*EXERCISE TASK*
Rename "headscarf" to "hijab" wherever it occurs in the entries below, and reproduce each line otherwise unchanged.

*INPUT FOR THIS TASK*
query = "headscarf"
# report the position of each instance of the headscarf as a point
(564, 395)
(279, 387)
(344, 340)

*CORRECT OUTPUT*
query = "hijab"
# report the position of each instance of the hijab as a point
(564, 395)
(279, 387)
(344, 340)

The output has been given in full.